** Start Extracted material **

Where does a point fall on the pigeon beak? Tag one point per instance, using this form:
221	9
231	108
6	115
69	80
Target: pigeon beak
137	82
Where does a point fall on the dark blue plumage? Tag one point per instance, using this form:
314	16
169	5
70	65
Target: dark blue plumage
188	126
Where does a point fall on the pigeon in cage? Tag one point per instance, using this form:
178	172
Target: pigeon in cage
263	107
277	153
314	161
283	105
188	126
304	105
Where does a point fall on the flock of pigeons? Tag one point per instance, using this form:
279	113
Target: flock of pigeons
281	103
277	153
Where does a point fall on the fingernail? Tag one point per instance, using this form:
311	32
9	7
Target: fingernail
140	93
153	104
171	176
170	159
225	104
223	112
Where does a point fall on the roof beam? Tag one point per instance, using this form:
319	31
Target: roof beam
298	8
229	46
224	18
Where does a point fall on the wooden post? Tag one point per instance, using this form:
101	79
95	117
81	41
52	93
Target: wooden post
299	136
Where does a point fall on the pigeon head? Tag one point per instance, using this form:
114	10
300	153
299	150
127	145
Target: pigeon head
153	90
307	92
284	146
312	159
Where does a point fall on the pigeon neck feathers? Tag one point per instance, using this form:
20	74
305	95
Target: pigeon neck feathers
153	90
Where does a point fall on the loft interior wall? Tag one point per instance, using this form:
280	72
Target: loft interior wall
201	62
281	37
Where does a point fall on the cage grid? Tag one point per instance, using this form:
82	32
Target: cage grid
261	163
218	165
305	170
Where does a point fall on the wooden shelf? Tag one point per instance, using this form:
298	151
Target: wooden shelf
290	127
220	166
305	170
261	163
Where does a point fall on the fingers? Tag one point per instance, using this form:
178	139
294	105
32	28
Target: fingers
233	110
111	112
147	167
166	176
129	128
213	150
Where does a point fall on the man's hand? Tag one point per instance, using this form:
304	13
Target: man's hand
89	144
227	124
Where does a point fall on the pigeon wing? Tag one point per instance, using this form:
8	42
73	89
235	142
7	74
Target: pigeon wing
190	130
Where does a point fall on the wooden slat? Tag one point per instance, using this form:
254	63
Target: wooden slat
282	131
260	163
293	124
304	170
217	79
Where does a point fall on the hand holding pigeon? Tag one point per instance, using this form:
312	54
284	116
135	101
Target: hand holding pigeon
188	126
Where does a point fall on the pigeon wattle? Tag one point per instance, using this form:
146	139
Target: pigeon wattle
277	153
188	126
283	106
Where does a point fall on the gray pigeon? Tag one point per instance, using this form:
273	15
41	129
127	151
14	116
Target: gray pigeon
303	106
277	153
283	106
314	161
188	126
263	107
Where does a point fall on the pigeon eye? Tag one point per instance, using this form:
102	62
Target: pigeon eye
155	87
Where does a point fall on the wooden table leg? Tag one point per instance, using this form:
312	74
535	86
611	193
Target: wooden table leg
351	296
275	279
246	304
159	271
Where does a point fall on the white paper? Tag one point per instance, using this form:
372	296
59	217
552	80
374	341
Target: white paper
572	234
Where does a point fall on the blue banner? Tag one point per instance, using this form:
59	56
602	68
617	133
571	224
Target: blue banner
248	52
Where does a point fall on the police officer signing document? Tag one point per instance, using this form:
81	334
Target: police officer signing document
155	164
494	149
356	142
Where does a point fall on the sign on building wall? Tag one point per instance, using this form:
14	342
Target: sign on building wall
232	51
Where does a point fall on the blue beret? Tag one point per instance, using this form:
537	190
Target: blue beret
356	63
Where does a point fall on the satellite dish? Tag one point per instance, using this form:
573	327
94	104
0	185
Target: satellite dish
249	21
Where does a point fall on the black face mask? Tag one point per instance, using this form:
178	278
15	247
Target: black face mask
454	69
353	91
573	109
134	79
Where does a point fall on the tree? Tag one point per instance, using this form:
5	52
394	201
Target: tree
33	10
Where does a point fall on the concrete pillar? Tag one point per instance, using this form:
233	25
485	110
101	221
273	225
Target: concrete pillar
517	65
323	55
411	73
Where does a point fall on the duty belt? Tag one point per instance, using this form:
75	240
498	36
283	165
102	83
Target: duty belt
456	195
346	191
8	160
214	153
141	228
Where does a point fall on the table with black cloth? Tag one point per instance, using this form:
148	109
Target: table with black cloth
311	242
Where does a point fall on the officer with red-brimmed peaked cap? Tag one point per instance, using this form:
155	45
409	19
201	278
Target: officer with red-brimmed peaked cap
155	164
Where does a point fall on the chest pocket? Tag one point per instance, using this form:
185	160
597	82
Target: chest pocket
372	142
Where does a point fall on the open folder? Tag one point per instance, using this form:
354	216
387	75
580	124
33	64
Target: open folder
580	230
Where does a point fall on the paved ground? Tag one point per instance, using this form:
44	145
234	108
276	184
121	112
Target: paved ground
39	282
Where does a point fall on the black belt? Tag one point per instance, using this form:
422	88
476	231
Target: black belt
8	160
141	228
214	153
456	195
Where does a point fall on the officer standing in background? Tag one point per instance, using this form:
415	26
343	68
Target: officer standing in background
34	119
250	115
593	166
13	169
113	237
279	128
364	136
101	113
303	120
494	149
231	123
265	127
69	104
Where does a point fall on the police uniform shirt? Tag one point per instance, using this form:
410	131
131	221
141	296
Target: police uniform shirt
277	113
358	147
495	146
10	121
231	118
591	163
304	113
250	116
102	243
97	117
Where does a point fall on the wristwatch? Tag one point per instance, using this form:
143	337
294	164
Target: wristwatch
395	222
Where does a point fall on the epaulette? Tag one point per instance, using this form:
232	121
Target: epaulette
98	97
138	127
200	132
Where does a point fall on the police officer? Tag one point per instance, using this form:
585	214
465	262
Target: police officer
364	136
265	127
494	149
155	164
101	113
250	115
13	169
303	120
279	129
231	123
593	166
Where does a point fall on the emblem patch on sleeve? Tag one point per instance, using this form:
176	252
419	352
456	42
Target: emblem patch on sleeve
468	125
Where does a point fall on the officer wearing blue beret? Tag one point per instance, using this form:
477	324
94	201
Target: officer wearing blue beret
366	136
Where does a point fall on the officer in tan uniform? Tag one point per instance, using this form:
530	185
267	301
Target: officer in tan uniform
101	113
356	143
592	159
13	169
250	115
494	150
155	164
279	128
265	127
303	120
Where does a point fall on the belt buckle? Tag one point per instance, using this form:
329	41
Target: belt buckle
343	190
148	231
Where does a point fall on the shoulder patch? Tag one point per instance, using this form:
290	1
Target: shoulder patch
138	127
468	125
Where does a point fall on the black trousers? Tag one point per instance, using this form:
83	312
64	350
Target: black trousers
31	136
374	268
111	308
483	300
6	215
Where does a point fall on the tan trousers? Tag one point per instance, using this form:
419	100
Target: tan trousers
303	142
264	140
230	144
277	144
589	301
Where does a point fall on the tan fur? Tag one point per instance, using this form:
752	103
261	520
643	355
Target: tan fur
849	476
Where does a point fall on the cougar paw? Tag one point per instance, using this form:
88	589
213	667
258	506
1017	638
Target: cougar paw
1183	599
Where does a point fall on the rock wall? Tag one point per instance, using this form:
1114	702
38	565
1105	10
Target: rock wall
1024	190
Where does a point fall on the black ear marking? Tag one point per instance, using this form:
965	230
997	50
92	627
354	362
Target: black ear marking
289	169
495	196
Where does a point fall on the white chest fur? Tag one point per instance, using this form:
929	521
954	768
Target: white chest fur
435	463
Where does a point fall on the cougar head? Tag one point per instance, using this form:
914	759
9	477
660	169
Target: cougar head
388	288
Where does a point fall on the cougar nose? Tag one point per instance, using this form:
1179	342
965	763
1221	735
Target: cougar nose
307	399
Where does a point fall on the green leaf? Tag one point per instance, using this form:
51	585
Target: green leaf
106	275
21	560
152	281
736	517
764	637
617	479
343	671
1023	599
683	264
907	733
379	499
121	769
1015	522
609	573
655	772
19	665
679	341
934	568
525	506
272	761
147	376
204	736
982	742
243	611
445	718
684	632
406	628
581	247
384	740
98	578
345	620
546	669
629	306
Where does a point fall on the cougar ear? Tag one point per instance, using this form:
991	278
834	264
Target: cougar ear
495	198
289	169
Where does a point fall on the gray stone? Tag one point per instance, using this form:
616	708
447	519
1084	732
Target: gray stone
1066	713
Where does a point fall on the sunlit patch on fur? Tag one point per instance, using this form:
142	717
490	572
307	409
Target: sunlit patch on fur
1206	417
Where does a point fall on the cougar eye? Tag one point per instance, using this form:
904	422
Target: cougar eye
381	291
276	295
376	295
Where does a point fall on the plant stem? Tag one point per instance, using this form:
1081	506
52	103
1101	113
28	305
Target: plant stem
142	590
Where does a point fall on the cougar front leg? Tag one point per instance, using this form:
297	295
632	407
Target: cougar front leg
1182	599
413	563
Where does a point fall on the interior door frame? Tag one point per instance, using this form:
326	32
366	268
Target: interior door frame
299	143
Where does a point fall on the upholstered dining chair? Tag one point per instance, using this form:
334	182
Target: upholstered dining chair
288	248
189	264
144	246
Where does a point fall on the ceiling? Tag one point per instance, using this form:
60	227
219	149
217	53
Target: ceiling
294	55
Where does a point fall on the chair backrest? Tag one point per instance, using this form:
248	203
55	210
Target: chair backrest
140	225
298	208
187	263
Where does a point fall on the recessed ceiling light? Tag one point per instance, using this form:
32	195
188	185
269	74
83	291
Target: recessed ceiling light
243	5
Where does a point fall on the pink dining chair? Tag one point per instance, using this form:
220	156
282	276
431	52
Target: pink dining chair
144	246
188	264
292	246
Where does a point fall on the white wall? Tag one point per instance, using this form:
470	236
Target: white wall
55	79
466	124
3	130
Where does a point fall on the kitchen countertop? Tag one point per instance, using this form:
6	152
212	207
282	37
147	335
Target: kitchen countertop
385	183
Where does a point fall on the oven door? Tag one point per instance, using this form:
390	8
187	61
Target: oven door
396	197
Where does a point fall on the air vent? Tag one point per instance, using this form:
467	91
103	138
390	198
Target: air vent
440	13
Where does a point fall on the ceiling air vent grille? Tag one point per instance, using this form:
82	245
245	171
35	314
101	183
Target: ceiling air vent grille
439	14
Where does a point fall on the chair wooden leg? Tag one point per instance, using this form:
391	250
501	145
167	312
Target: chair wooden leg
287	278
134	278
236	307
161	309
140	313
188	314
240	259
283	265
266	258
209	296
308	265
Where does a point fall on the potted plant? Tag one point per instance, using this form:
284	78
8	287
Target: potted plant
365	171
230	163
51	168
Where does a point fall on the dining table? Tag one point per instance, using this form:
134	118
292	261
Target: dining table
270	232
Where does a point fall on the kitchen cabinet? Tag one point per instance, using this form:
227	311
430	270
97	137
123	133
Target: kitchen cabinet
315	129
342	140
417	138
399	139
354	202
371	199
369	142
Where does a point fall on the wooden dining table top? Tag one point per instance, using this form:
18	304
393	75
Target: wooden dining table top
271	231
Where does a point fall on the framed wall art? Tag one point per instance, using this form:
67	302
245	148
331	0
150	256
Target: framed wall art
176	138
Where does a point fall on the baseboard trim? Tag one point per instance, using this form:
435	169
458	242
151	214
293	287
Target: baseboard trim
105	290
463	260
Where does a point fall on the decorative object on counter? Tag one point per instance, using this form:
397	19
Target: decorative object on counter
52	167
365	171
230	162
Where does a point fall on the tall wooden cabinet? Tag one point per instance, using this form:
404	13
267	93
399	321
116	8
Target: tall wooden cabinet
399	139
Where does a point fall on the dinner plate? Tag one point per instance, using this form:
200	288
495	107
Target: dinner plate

** End Extracted material **

- **Set problem**:
Give back, unchanged, every line from the one with "Where does a point fall on the kitchen cabinet?" to the end of the entries above.

- **Solution for this exercise**:
Where does a point fall on the kitchen cabinet? Tag one point per instance, using this form:
227	311
430	270
97	137
123	133
Target: kitchen cabinet
315	129
342	140
417	138
399	139
354	202
371	199
369	142
Where does a point fall on the wooden dining table top? Tag one point per instance, using this form:
18	304
393	75
Target: wooden dining table top
271	231
Where does a point fall on the framed wall art? Tag one point per instance, using this form:
67	302
245	148
331	0
150	256
Target: framed wall art
176	138
Where does a point fall on the baseboard trim? Tag one point per instance, using this form:
435	169
458	242
151	214
293	287
Target: baseboard trim
105	290
463	260
Where does a point fall on the decorative object on counter? Tag one point per instance, using this form:
397	19
Target: decorative object on counter
52	167
365	171
230	162
Where does a point fall on the tall wooden cabinet? Tag one point per instance, using this form:
404	13
267	93
399	321
116	8
Target: tall wooden cabinet
399	139
Where does a point fall on the dinner plate? Tag one point per instance, using this form:
200	288
495	107
Target: dinner plate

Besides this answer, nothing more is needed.